**PROBLEM REQUIREMENTS**
Repeat the whole listing below, word for word.

^^^^^^^^

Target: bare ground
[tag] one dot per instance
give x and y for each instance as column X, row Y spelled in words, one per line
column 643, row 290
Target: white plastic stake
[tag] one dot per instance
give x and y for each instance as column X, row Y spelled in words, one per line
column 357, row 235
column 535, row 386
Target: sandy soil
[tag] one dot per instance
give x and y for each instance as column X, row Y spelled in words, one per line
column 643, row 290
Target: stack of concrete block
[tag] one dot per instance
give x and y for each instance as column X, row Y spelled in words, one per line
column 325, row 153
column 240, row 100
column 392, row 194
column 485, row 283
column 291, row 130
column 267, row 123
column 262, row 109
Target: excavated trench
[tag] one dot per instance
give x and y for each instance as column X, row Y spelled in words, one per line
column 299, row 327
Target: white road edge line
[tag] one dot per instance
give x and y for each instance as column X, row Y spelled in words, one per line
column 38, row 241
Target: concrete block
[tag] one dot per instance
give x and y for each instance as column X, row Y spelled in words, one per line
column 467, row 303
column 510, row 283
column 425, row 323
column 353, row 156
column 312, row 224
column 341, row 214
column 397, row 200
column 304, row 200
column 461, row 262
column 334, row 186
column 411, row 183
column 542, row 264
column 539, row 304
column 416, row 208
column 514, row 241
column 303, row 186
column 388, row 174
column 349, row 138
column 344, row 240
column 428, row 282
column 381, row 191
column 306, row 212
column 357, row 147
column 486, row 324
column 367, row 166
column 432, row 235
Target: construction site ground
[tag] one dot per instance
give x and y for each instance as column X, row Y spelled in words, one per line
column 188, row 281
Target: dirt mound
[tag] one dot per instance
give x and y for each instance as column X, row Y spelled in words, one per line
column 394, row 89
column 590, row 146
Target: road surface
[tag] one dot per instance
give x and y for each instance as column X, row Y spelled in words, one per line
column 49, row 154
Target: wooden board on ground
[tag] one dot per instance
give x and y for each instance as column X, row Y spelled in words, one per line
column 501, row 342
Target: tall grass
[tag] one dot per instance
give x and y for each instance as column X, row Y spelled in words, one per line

^^^^^^^^

**RESPONSE**
Target: bare ground
[tag] one dot per instance
give x and y for each instance as column X, row Y spelled in words, one per line
column 643, row 290
Target: white plastic stake
[tag] one dot per instance
give x and y for each instance as column X, row Y spelled in words, one per line
column 357, row 235
column 535, row 386
Target: sandy soil
[tag] one dot per instance
give x and y for each instance as column X, row Y spelled in words, one per line
column 643, row 290
Target: stack of concrete block
[tag] one dot per instance
give x and y for each instance as column X, row Y spelled in words, one per line
column 325, row 153
column 240, row 100
column 392, row 194
column 485, row 283
column 291, row 130
column 267, row 123
column 262, row 109
Target: excavated trench
[tag] one dot per instance
give x and y for each instance as column X, row Y spelled in words, one per line
column 299, row 327
Target: white road edge line
[tag] one dot per instance
give x and y for each instance as column X, row Y spelled in words, one per line
column 38, row 241
Target: concrete block
[tag] one dot per instance
give x and y for each instance as column X, row Y spelled in words, one per line
column 467, row 303
column 510, row 283
column 425, row 323
column 353, row 156
column 312, row 224
column 341, row 214
column 397, row 200
column 304, row 200
column 461, row 262
column 334, row 186
column 411, row 183
column 542, row 264
column 539, row 304
column 416, row 208
column 514, row 241
column 303, row 186
column 388, row 174
column 349, row 138
column 344, row 240
column 428, row 282
column 381, row 191
column 306, row 212
column 357, row 147
column 486, row 324
column 367, row 166
column 432, row 235
Target: construction site ground
[tag] one dot per instance
give x and y for each instance as column X, row Y spelled in words, one per line
column 188, row 281
Target: dirt mound
[tag] one dot per instance
give x and y for each instance as column X, row Y spelled in words, one per line
column 394, row 89
column 590, row 146
Target: road surface
[tag] one dot per instance
give x and y for each instance as column X, row Y spelled in words, one per line
column 49, row 154
Target: wooden board on ground
[tag] one dot per instance
give x and y for each instance as column X, row Y spelled in words, one per line
column 501, row 342
Target: tall grass
[tag] one dot per instance
give x and y for each instance as column X, row Y spelled in words, one per line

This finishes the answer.